- WORK TO COMPLETE -
The response must consist of the lines below from the one with "One point lands on each instance of the bare" through the one with "One point lands on each instance of the wood", exactly as they appear and with both ends kept.

Referring expression pointing data:

————————

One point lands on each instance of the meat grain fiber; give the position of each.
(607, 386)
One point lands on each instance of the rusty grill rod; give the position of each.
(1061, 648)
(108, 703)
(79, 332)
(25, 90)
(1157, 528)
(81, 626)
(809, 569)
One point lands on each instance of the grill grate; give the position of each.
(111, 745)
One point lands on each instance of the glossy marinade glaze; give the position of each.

————————

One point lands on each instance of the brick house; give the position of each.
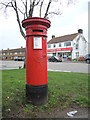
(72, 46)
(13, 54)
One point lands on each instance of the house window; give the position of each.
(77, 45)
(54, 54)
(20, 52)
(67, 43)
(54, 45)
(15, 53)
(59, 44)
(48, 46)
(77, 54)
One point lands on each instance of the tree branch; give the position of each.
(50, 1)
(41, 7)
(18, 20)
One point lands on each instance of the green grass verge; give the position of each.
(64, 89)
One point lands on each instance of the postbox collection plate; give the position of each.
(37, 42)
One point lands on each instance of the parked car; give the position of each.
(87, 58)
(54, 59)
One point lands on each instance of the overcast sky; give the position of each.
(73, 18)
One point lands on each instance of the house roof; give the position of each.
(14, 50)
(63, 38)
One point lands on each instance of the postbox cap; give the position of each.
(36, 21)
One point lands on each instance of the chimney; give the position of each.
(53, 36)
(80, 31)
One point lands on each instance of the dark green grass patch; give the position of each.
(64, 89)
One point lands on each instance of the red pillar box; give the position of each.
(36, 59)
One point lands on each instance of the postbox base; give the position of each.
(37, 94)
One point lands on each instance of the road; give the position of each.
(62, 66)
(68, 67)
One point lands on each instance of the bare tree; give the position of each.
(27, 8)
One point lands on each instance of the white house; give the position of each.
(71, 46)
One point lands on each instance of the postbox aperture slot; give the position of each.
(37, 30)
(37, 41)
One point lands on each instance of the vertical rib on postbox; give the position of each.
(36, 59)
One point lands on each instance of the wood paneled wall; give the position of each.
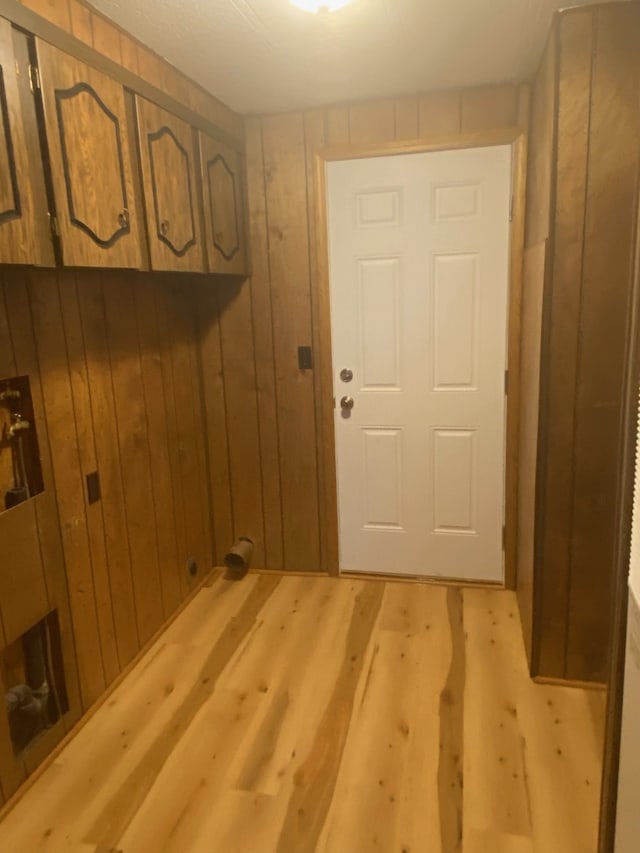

————————

- EXERCISE RESULT -
One point lands on each instance of the bare tree; give the position of each.
(27, 8)
One point lands on each instance of the white house; give the position of each.
(71, 46)
One point lands on each instance of the postbox aperture slot; give the position of each.
(37, 30)
(37, 41)
One point lands on each instance of the vertical rib on postbox; give the position of each.
(36, 59)
One point lands on each instance of the wood paneled wall; give the position of each.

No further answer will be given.